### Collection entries
+ + + + + + +

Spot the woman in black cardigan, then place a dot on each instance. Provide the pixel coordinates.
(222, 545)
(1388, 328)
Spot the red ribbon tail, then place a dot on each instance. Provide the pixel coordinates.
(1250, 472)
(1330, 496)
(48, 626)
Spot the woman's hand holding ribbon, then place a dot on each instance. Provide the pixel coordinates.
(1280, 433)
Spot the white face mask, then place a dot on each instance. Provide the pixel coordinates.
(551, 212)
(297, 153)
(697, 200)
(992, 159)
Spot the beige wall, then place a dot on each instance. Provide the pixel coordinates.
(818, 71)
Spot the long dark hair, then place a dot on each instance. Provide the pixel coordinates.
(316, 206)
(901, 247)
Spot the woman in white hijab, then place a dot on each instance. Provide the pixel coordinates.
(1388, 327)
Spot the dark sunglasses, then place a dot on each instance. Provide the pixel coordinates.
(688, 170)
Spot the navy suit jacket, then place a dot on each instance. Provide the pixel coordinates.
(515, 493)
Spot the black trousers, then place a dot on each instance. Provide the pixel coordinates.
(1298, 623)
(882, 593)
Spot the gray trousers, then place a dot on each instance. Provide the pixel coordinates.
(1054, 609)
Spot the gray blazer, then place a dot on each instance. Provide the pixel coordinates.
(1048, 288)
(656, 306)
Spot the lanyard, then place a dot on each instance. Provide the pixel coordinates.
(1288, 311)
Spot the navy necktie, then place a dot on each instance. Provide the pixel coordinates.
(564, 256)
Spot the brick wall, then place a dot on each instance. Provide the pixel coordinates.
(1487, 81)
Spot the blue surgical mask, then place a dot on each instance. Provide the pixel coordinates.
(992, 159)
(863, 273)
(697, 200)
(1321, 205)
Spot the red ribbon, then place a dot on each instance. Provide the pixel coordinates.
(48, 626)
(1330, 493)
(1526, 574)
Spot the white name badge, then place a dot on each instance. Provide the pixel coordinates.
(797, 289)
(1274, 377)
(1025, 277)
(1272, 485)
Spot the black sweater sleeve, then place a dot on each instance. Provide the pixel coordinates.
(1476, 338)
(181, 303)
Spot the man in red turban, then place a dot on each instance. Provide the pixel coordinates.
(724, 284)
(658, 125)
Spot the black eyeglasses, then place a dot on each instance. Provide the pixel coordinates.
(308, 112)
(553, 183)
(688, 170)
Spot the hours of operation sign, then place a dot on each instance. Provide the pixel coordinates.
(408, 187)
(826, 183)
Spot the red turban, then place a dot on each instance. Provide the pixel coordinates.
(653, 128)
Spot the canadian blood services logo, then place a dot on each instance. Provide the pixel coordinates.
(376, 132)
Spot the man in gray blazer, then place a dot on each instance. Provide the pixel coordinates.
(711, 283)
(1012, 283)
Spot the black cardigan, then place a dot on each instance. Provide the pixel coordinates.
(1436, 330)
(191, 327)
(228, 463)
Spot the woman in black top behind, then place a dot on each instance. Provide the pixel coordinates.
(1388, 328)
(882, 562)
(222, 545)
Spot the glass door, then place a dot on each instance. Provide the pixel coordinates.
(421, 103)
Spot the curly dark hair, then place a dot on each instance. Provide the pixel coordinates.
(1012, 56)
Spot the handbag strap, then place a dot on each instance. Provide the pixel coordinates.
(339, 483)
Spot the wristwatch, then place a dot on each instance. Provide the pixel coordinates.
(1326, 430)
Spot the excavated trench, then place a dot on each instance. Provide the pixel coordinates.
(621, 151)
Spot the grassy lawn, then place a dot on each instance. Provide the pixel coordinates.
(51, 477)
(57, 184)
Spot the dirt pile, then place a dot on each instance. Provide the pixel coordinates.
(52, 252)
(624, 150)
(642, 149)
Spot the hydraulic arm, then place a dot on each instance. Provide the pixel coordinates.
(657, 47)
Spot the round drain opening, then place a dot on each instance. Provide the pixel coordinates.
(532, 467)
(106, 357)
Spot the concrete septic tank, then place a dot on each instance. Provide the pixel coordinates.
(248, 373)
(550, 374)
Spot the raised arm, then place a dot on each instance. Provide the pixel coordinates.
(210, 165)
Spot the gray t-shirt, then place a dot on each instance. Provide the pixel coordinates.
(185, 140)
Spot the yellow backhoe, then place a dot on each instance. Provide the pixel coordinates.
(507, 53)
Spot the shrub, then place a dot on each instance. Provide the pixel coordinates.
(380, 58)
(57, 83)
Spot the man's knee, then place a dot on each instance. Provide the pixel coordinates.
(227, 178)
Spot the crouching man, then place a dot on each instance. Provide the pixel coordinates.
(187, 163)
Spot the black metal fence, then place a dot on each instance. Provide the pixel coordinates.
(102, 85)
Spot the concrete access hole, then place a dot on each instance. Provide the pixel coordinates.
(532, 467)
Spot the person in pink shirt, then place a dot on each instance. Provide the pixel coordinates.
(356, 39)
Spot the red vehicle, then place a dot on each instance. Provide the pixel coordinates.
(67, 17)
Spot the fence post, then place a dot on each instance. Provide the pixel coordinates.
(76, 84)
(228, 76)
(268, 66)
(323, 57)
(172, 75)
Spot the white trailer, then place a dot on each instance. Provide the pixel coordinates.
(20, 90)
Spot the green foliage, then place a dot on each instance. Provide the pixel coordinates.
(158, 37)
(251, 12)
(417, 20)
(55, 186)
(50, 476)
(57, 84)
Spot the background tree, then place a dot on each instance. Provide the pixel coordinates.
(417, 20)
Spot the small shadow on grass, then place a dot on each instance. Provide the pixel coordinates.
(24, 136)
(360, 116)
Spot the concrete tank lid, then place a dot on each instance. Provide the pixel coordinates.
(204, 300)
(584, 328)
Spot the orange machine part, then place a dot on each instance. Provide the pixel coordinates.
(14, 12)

+ + + + + + +

### Description of the task
Give the data back in full, exactly as written.

### Response below
Spot the woman in black cardigan, then place a dot on each instance. Provide the pixel coordinates.
(222, 545)
(1388, 328)
Spot the red ribbon tail, then place a dot on each instance. Provide the pixel coordinates.
(1250, 472)
(1330, 496)
(48, 626)
Spot the woman's hand holding ribbon, then place a dot on each instance. Provide the pixel coordinates.
(1280, 433)
Spot the white face mask, then place a dot on each instance. Provide the pixel coordinates.
(551, 212)
(297, 153)
(697, 200)
(992, 159)
Spot the beige wall, then place a dot on each instance. Provide the pixel coordinates.
(818, 71)
Spot the long dark hair, then place a dot on each instance. Provide the pixel coordinates.
(316, 206)
(901, 247)
Spot the woman in white hijab, then place a dot on each instance. Provide the pixel coordinates.
(1388, 327)
Spot the dark sunglasses, then place a dot on each instance. Provide the pixel coordinates.
(688, 170)
Spot the navy suit jacket, then place a dot on each instance. Provide the pixel coordinates.
(515, 493)
Spot the black trousers, then place a dot on each instance. Provide the pixel coordinates.
(1298, 623)
(882, 593)
Spot the gray trousers, then place a dot on each instance. Provide the pixel coordinates.
(1054, 609)
Spot the gray blazer, then place a dot on each instance. Provide the pixel coordinates.
(1048, 288)
(656, 306)
Spot the lanyard, then place a dot on each instance. Provide the pixel coordinates.
(1288, 311)
Spot the navy necktie, then place a dot on each instance. Provide the pixel coordinates.
(564, 256)
Spot the brick wall, then place a dot on each instance. Provide the pixel coordinates.
(1487, 81)
Spot the blue surgical mask, then place a dot on each instance. Provide the pixel coordinates.
(992, 159)
(863, 273)
(697, 200)
(1321, 205)
Spot the red ribbon, then place a dot on each instance. Provide the pixel coordinates.
(48, 626)
(1330, 493)
(1526, 574)
Spot the white name badge, then place a dot on each instance. Provide the pixel coordinates.
(797, 289)
(1274, 377)
(1025, 277)
(1272, 485)
Spot the black sweater sleeve, then place a dot on each instance. Provide the pixel coordinates.
(1476, 338)
(181, 303)
Spot the man in red turban, then place a dot on each instance. Provide the pixel coordinates.
(724, 284)
(658, 125)
Spot the black eyeglasses, then place a dot on each instance. Provide the pixel coordinates.
(308, 112)
(553, 183)
(688, 170)
Spot the hours of operation sign, then place a dot on each instance. Provide the pixel coordinates.
(408, 187)
(826, 183)
Spot the red turban, then place a dot on each instance. Provide the pixel coordinates.
(653, 128)
Spot the canadian blood services logo, then place a dot on each instance. Provide the pixel coordinates.
(376, 132)
Spot the man in gray blazer, then place a dot on each instance. Provide the pixel coordinates.
(711, 283)
(1012, 283)
Spot the black cardigan, then place a dot on each instance. Provide the pixel coordinates.
(1436, 330)
(191, 327)
(228, 463)
Spot the woman in black top behind, then place a dot on each instance. Provide the pixel coordinates.
(1388, 328)
(882, 562)
(222, 545)
Spot the glass door, then place a dot on each instance. Provide the pixel coordinates.
(421, 103)
Spot the curly dark hair, then place a dot on each instance. Provide the pixel coordinates.
(1012, 56)
Spot the handbag strap, then place a dot on each instance. Provide the pixel coordinates.
(339, 483)
Spot the wristwatch, then place a dot on each instance. Provide the pixel coordinates.
(1326, 430)
Spot the excavated trench, then place a dot on each instance. Provide the pixel coordinates.
(621, 151)
Spot the grassy lawn, then place a dot on each instance. Provide the pixel coordinates.
(51, 477)
(57, 184)
Spot the dirt pile, then place a dot on each instance. Provide the pixel coordinates.
(52, 252)
(624, 150)
(642, 149)
Spot the hydraulic arm, then place a dot on each instance. Provide the pixel coordinates.
(657, 47)
Spot the round drain opening, then place a dot on each instance. Provide the pixel coordinates.
(532, 467)
(106, 357)
Spot the concrete septic tank, then place a dot on each instance. Provide the pixel coordinates.
(248, 373)
(550, 374)
Spot the raised arm, then place a dot on each instance. Provide the pixel coordinates.
(210, 165)
Spot the gray t-shirt, then place a dot on each instance. Provide the pixel coordinates.
(185, 140)
Spot the yellow backhoe, then place a dot on each instance. Provide the pixel coordinates.
(507, 53)
Spot the shrub, then place a dot on each instance. Provide the pixel coordinates.
(380, 58)
(57, 83)
Spot the man's knee, then place a dot on each instance. Provide the pixel coordinates.
(227, 178)
Spot the crouching man, then place a dot on each instance. Provide the pixel coordinates.
(187, 163)
Spot the black metal fence, then place a dot on each instance. Provide the pixel coordinates.
(102, 85)
Spot the concrete access hole, then place a dot on each instance. Provide the pixel coordinates.
(532, 467)
Spot the person in pink shirt, then place a dot on each instance. Provide the pixel coordinates.
(356, 39)
Spot the red vehicle, then place a dot on each instance. Provide the pixel coordinates.
(67, 17)
Spot the fence post, then place a dot on each instance. Provide the pixel coordinates.
(76, 84)
(228, 76)
(268, 66)
(323, 57)
(172, 75)
Spot the white trailer, then place a dot on each instance. Provide the pixel coordinates.
(20, 90)
Spot the green foliage, then place a dot on each instance. Provide the pixel coordinates.
(158, 37)
(251, 12)
(417, 20)
(55, 186)
(50, 476)
(57, 84)
Spot the background tree, then place a dot on each instance. Provide the pixel coordinates.
(417, 20)
Spot the small shadow on grass, then place a dot on each instance. Provide the pixel coordinates.
(24, 136)
(360, 116)
Spot the concrete tank lid, then place a dot on each instance. Provide the pixel coordinates.
(204, 300)
(584, 328)
Spot the orange machine part, then place a dot on each instance. Provide the pixel coordinates.
(14, 12)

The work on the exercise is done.